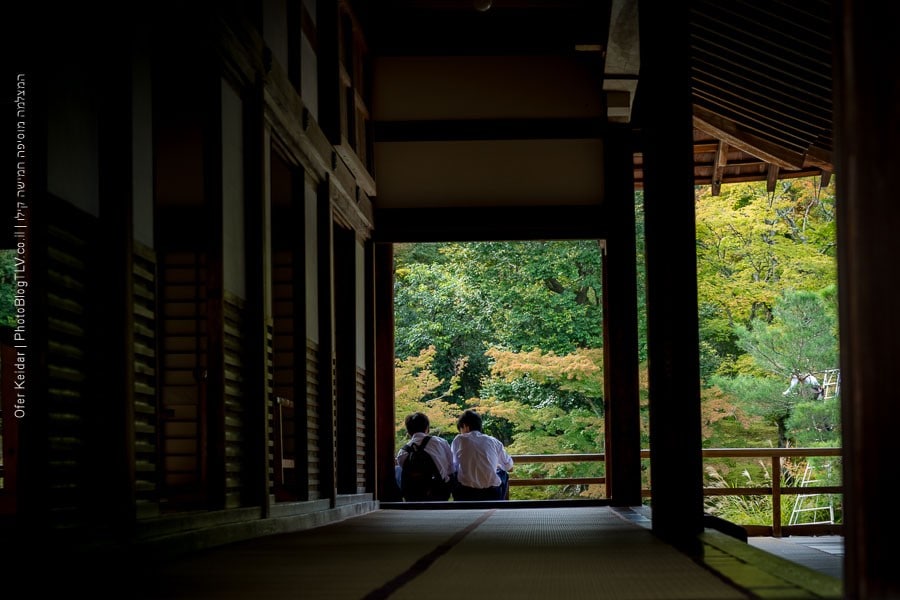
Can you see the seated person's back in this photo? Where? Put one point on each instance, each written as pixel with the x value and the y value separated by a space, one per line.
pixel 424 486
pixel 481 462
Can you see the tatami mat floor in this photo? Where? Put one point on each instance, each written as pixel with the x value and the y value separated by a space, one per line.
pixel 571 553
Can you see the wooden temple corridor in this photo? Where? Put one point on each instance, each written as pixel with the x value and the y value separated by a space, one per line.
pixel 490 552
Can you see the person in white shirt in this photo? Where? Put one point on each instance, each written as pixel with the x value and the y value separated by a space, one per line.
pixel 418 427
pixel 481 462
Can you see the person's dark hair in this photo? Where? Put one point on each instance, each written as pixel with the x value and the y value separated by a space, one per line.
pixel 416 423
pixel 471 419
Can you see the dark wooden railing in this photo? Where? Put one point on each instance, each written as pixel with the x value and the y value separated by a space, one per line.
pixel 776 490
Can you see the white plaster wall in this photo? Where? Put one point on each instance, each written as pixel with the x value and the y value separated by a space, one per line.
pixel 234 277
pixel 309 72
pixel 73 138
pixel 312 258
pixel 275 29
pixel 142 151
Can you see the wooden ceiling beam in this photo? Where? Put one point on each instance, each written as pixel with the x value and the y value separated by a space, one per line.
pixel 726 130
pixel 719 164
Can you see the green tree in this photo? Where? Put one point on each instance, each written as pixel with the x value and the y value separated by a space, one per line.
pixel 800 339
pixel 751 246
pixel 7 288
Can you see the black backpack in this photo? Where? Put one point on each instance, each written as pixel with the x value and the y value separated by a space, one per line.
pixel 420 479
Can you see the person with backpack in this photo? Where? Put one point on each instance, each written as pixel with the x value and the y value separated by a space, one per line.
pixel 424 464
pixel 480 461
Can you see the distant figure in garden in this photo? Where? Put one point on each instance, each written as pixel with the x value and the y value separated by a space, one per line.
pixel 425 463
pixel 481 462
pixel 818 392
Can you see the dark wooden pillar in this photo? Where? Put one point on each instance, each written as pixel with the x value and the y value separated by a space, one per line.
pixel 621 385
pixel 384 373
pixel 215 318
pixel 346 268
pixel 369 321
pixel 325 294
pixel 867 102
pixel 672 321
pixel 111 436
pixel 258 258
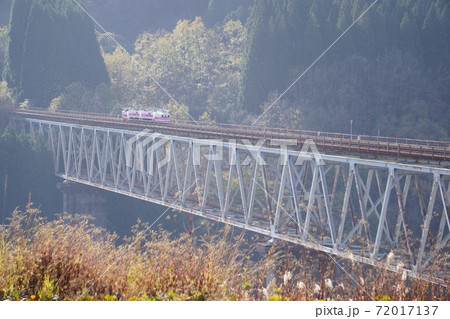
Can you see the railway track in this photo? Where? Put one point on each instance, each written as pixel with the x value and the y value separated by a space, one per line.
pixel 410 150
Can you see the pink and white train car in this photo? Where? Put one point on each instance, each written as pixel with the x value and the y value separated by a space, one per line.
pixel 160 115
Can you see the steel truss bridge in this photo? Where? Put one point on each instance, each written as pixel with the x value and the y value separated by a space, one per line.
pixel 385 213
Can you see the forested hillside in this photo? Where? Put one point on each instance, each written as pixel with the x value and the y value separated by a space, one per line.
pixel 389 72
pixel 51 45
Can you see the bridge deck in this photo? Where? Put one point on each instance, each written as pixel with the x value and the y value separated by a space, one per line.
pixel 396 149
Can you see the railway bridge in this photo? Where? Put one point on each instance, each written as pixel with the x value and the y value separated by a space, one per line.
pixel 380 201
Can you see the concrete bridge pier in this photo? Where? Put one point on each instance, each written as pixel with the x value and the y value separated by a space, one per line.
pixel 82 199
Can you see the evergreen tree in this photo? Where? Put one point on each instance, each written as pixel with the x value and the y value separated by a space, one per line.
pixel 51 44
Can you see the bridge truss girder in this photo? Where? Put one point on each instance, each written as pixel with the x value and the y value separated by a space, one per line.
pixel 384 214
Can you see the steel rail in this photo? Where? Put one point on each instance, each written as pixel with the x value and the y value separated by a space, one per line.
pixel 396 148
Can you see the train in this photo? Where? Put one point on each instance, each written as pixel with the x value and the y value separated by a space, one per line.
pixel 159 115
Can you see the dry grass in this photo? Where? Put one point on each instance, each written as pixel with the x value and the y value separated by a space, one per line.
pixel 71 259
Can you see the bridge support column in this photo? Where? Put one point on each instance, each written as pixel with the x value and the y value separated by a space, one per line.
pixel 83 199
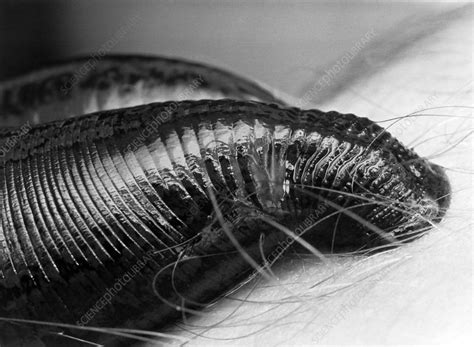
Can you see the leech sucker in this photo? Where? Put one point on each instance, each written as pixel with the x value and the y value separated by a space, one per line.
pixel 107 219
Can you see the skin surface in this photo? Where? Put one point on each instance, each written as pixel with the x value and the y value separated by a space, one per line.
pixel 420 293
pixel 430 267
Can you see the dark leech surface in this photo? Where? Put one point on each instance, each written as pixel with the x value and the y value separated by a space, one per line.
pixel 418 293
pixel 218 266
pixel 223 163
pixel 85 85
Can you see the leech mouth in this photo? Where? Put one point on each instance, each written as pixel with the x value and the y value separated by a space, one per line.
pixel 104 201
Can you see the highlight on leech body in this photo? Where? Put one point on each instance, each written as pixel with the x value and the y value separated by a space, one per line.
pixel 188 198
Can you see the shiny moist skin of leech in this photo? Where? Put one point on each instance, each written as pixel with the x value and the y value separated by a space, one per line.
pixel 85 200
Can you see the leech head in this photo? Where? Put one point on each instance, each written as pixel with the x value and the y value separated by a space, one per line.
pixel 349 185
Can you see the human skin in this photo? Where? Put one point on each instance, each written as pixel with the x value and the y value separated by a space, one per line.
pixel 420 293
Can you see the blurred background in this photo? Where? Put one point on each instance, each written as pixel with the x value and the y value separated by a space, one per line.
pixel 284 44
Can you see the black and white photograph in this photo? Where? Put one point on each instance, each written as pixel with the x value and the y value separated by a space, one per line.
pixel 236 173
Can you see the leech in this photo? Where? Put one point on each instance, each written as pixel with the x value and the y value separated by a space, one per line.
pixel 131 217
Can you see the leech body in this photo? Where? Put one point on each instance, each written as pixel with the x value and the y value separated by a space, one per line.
-*-*-
▸ **Exercise objective**
From the records given above, reproduce all text exactly and exclude each picture.

▸ **Your response**
Can you see the seated person's back in this photo? Where? Put one point on each instance, each written as pixel with the x value and the y value separated by a space, one per line.
pixel 424 486
pixel 481 462
Can you see the tatami mat floor in this photo? Where? Put one point on each instance, each written as pixel with the x value and the y value separated by a space, one per line.
pixel 571 553
Can you see the wooden temple corridor in this photo? Where? Put one point on each instance, each written as pixel with the x value and the y value separated by a space, one per line.
pixel 490 552
Can you see the person in white shirt in this photo? Where? Put one point on each instance, each written as pixel with the x value and the y value separated by a space, one per line.
pixel 418 427
pixel 481 462
Can you see the person's dark hair in this photo? Where? Put one point on each instance, each written as pixel with the x value and the y value separated by a space, one per line.
pixel 416 423
pixel 471 419
Can you see the dark wooden railing in this photo? Where? Put one point on each instance, each written as pixel with the x value and the y value separated by a space, one per line.
pixel 776 490
Can you see the white plaster wall in this photo? Where? Put one point on each instance, each written as pixel with the x value and the y value separated by a space, one per line.
pixel 234 277
pixel 309 72
pixel 73 138
pixel 312 258
pixel 275 29
pixel 142 151
Can you see the wooden ceiling beam in this photo? Where? Put one point on each instance, each written as pixel with the x value and the y value separated by a space, one per line.
pixel 726 130
pixel 719 164
Can you see the green tree in this photo? Where? Put one point on each instance, each written as pixel with the x value and the y value separated by a space, one per line.
pixel 800 339
pixel 751 246
pixel 7 288
Can you see the black backpack in this photo? Where? Put one point on each instance, each written as pixel with the x value and the y value separated by a space, one per line.
pixel 420 479
Can you see the person with backpack in this photo? Where? Put one point on each instance, each written as pixel with the x value and the y value separated by a space, one per line.
pixel 424 464
pixel 480 461
Can you see the distant figure in garden in this photo? Where? Put one point on each instance, each written as pixel with the x value and the y value separated by a space, one per line.
pixel 425 463
pixel 481 462
pixel 818 392
Can you see the dark wooden pillar in this photo? Where? Put one point on each instance, each written as pixel with the x value and the y value separated by a space, one per line.
pixel 621 385
pixel 384 373
pixel 215 318
pixel 346 268
pixel 369 321
pixel 325 294
pixel 867 102
pixel 672 321
pixel 111 436
pixel 258 258
Can you see the railway track in this photo? Where? Put one point on each instance, each written as pixel with the x value and the y value separated by a space, one per line.
pixel 410 150
Can you see the pink and white train car in this photo? Where? Put one point on each instance, each written as pixel with the x value and the y value separated by a space, one per line.
pixel 160 115
Can you see the steel truss bridge in this photo? Where? Put one point on each instance, each written as pixel with the x value and the y value separated by a space, one per line.
pixel 385 213
Can you see the forested hillside in this photo? Where? Put one point on each instance, each written as pixel with the x value and the y value separated by a space, one per line.
pixel 389 72
pixel 51 45
Can you see the bridge deck in this photo? Where? Put one point on each instance, each written as pixel with the x value and the y value separated by a space, one per line.
pixel 396 149
Can you see the railway bridge in this photo? Where? Put one point on each instance, each written as pixel with the x value and the y value separated by a space, one per line.
pixel 380 201
Can you see the concrete bridge pier in this photo? Where? Put one point on each instance, each written as pixel with the x value and the y value separated by a space, one per line.
pixel 82 199
Can you see the evergreen tree in this photo? Where? Put one point on each instance, each written as pixel with the x value and the y value separated by a space, one per line.
pixel 51 44
Can you see the bridge truss girder in this photo? Where? Put one point on each instance, each written as pixel with the x value and the y value separated by a space, one per line.
pixel 384 214
Can you see the steel rail in this photo? Where? Put one point on each instance, each written as pixel with the x value and the y value separated by a space, one per line.
pixel 396 148
Can you see the train in this photo? Where? Put one point on each instance, each written as pixel with the x value and the y value separated by a space, one per line.
pixel 159 115
Can you see the dry grass in this photo? Where? Put one point on each instance, each written as pixel with the x value and the y value separated by a space, one per line.
pixel 71 259
Can you see the bridge support column in this photo? Where? Put one point on each instance, each written as pixel with the x value and the y value separated by a space, one per line.
pixel 83 199
Can you see the leech sucker in this photo? Where? Put one point on each instance, each written as pixel with the x value and the y value separated by a space, one per line.
pixel 107 219
Can you see the skin surface in this photo? Where? Put one point on each instance, each written as pixel with the x value and the y value separated by a space, one per line.
pixel 420 293
pixel 430 267
Can you see the dark leech surface in this photo? Where? Put one point on each instance, each written as pixel with the x value and the y value separated by a space, one per line.
pixel 418 293
pixel 218 266
pixel 223 163
pixel 85 85
Can you see the leech mouth in this photo? Where? Put one point on each instance, each written as pixel with the x value and the y value separated by a space, one per line.
pixel 104 201
Can you see the highlight on leech body in this photo? Where? Put one point on each instance, each written as pixel with the x value and the y value separated by a space, one per line.
pixel 188 198
Can you see the shiny moist skin of leech in this photo? Where? Put one point on each instance, each written as pixel with the x value and the y value separated by a space, one per line.
pixel 85 200
Can you see the leech head in this photo? Where? Put one point on each instance, each written as pixel with the x value and the y value separated by a space, one per line.
pixel 349 185
Can you see the human skin in this photo? Where? Put one point on each instance, each written as pixel with the x value and the y value separated by a space, one per line.
pixel 420 293
Can you see the blurred background in this photo? Where? Put one point on each instance, each written as pixel with the x value and the y value separated by a space, one per line.
pixel 284 44
Can you see the black and white photograph in this photo? Where? Put one point on each instance, each written as pixel with the x value and the y value separated by a space, one per line.
pixel 236 173
Can you see the leech in this photo? Where? Put one point on each instance, each written as pixel with the x value and the y value separated by a space, one per line.
pixel 131 217
Can you see the leech body in this photo? Where? Put one point on each instance, each written as pixel with the x value and the y value separated by a space, one per line.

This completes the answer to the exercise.